## Document text
[Start of section]

9. Dolar hints at this position when he says that, in Hitchcock, ‘we find the mother where one would expect the father-figure’, identifying ‘Mother as the bearer of the law’ (1992: 37–9).

10. Deleuze identifies Stalinism as one such return (1998: 85–8). True, Žižek underplays this position, when he claims that it is in Stalinism, ‘in the terrible years after 1929’, that ‘one can discern a ruthless, but sincere and enthusiastic, will to a total revolutionary upheaval of the social body’ (2004b: 300). Still, the overenthusiastic portrayal of Stalinism here seems possible for Žižek only in terms of an equally enthusiastic effort to reject Deleuze: his argument is pervaded with critical references to Deleuze’s concepts, so that Deleuze remains the very terms in which to render the revolutionary.

11. One should be careful here about the distinction, in political theory, between politics and the political, or else between la politique and le politique. Further, when remarking on Europe as spectral to begin with, this ‘dramaturgy’, says Derrida, is ‘notably that of its great unifying projects’ (1994: 5). Implied in unifying however is not merely the spectral script where unification is mobilised, but also the function of spreading and adding. Hence Europe is by definition enlargement Europe: this is its constituent quandary.

12. This is why Derrida’s argument in Specters of Marx, where he analyses Marx alongside the (Freudian) logic of mourning, should be recast in terms of (Freudian) melancholia: because melancholia, in Freud too, plays up the question of bare life (see Jukić, Citation2011). Žižek too alludes to this position in The Fragile Absolute when he pairs Marxism with melancholia, although with a different twist. In melancholia, he says, ‘we get the object of desire deprived of its cause. For the melancholic, the object is here, but what is missing is the specific intermediary feature that makes it desirable.’ What if Marx’s mistake, continues Žižek, ‘was also to assume that the object of desire (unconstrained expanding productivity) would remain even when it was deprived of the cause that propels it (surplus-value)?’ (2001: 21). Žižek’s question however should perhaps be recast in the following terms: what if this mistaken productivity could be retrieved, in and for Marxism, as the labour invested in the management of (bare) life?

[End of section]

## Data listing
[Start of section]

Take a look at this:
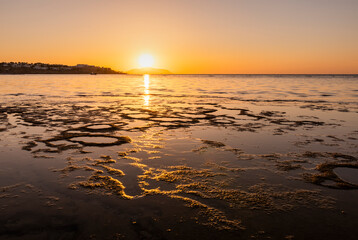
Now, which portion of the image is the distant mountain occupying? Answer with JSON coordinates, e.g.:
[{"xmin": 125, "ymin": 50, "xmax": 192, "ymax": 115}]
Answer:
[{"xmin": 127, "ymin": 68, "xmax": 173, "ymax": 74}]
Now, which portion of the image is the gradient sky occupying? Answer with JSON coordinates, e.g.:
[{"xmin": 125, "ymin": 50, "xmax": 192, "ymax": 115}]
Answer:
[{"xmin": 0, "ymin": 0, "xmax": 358, "ymax": 73}]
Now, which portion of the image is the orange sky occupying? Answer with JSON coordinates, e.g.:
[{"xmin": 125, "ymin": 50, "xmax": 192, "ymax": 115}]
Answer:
[{"xmin": 0, "ymin": 0, "xmax": 358, "ymax": 73}]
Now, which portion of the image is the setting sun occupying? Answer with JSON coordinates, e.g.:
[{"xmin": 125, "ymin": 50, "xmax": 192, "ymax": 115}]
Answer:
[{"xmin": 138, "ymin": 54, "xmax": 154, "ymax": 68}]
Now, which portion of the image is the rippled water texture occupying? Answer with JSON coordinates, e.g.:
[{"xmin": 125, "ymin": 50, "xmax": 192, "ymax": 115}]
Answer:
[{"xmin": 0, "ymin": 75, "xmax": 358, "ymax": 239}]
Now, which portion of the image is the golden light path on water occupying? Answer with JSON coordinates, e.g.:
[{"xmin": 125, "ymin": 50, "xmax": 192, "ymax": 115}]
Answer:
[{"xmin": 143, "ymin": 74, "xmax": 150, "ymax": 106}]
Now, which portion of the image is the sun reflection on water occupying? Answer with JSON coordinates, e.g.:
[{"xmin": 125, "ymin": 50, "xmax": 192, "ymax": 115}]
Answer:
[{"xmin": 143, "ymin": 74, "xmax": 150, "ymax": 106}]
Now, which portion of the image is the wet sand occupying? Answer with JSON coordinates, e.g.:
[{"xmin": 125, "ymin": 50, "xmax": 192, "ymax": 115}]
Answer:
[{"xmin": 0, "ymin": 76, "xmax": 358, "ymax": 239}]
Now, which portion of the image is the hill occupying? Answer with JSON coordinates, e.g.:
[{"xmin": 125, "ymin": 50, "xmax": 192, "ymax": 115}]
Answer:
[{"xmin": 127, "ymin": 68, "xmax": 173, "ymax": 74}]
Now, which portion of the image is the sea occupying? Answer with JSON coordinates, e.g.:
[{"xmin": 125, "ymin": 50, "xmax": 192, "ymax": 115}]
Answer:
[{"xmin": 0, "ymin": 74, "xmax": 358, "ymax": 239}]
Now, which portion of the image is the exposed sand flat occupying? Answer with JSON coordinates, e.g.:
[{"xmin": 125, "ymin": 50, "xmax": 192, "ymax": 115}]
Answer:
[{"xmin": 0, "ymin": 76, "xmax": 358, "ymax": 239}]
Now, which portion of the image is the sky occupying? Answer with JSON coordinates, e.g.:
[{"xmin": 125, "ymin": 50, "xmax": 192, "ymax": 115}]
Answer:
[{"xmin": 0, "ymin": 0, "xmax": 358, "ymax": 74}]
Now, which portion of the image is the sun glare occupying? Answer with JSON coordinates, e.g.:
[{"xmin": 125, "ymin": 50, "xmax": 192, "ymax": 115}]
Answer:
[{"xmin": 138, "ymin": 54, "xmax": 154, "ymax": 68}]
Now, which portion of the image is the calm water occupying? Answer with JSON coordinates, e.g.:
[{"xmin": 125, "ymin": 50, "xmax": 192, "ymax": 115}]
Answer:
[{"xmin": 0, "ymin": 75, "xmax": 358, "ymax": 239}]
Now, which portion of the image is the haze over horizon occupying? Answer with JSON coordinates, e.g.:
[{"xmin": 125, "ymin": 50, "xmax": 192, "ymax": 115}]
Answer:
[{"xmin": 0, "ymin": 0, "xmax": 358, "ymax": 74}]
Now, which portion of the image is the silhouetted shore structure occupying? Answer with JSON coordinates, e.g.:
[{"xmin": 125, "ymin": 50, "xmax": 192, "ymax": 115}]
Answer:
[{"xmin": 0, "ymin": 62, "xmax": 124, "ymax": 75}]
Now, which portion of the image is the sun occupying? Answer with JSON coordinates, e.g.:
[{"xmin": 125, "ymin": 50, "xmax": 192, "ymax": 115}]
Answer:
[{"xmin": 138, "ymin": 54, "xmax": 154, "ymax": 68}]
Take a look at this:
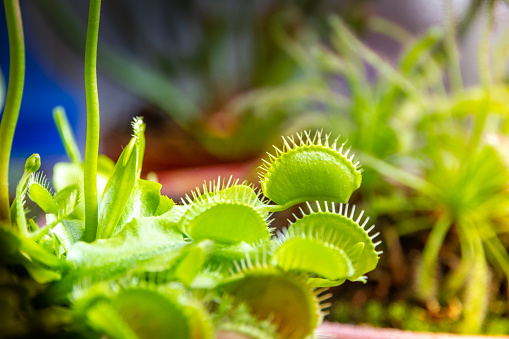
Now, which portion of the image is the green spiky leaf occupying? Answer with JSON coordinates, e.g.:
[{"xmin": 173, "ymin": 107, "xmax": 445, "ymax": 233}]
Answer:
[{"xmin": 261, "ymin": 132, "xmax": 361, "ymax": 208}]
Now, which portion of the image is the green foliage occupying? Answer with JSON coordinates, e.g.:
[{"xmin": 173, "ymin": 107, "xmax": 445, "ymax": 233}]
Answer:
[{"xmin": 252, "ymin": 5, "xmax": 509, "ymax": 333}]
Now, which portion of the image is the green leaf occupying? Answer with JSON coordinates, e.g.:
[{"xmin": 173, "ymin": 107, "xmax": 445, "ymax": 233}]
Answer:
[
  {"xmin": 179, "ymin": 180, "xmax": 270, "ymax": 245},
  {"xmin": 97, "ymin": 139, "xmax": 139, "ymax": 239},
  {"xmin": 53, "ymin": 184, "xmax": 81, "ymax": 216},
  {"xmin": 76, "ymin": 283, "xmax": 213, "ymax": 339},
  {"xmin": 67, "ymin": 214, "xmax": 186, "ymax": 280},
  {"xmin": 221, "ymin": 267, "xmax": 323, "ymax": 339},
  {"xmin": 114, "ymin": 179, "xmax": 165, "ymax": 234},
  {"xmin": 272, "ymin": 204, "xmax": 381, "ymax": 281},
  {"xmin": 52, "ymin": 219, "xmax": 85, "ymax": 252}
]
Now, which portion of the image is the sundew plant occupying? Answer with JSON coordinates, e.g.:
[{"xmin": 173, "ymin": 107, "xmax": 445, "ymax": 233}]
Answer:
[
  {"xmin": 0, "ymin": 0, "xmax": 381, "ymax": 339},
  {"xmin": 235, "ymin": 1, "xmax": 509, "ymax": 333}
]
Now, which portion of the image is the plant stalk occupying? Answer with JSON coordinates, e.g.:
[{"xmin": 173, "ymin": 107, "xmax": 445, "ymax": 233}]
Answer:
[
  {"xmin": 0, "ymin": 0, "xmax": 25, "ymax": 223},
  {"xmin": 83, "ymin": 0, "xmax": 101, "ymax": 242}
]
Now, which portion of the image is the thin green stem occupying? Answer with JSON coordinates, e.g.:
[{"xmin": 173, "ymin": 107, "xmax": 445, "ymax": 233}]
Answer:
[
  {"xmin": 0, "ymin": 0, "xmax": 25, "ymax": 223},
  {"xmin": 83, "ymin": 0, "xmax": 101, "ymax": 242}
]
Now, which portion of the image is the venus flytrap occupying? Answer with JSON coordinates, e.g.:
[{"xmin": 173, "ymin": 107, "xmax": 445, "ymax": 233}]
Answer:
[{"xmin": 0, "ymin": 0, "xmax": 381, "ymax": 339}]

[End of section]

## Required action A
In the notes on Žižek and Derrida, what does Deleuze identify as one such return?
## Required action B
Please resume the notes on Žižek and Derrida, carrying on after their last sentence.

## Exercise response A
Stalinism

## Exercise response B
13. Symptomatic in this sense is Žižek’s repeated reference to Lacan having credited Marx with the origin of symptom (see, for instance, 1991b: 166).

14. Žižek’s chapter titles reverberate of course with Derrida’s Specters of Marx (1993). This is important because Žižek’s analysis of the Balkans alongside the Derridean Marx of the 1990s pitches the Balkans as a likely synecdoche of what Derrida, after the fall of the Iron Curtain, accentuates as the functional legacy of the Marxist International. Further, by foregrounding the spectral properties of what in both amounts to the international, Žižek demands that the Lacanian description of the imaginary in and for psychoanalysis, with its emphasis on spectres and the spectral, be revisited as the haunt of the political. (I am alluding here to Lacan’s derivation of the imaginary from the narrative terms of Hamlet, in ‘Desire and the Interpretation of Desire in Hamlet’. It is from the same narrative that Derrida derives his Marx, for philosophy.)

15. This is also the argument with which to address the failure on the part of communists to boycott World War I as nationalist in character: the failure which Žižek discusses in 1991b: 165–6.

16. This specific alliteration (the repetitive m/r sound sequences) pervades Hitchcock’s cinema and is not reducible to The Man Who Knew Too Much. Cohen notes the obsessive Mar- in the names of Hitchock’s characters, for instance in Marnie (2005: 72, 78).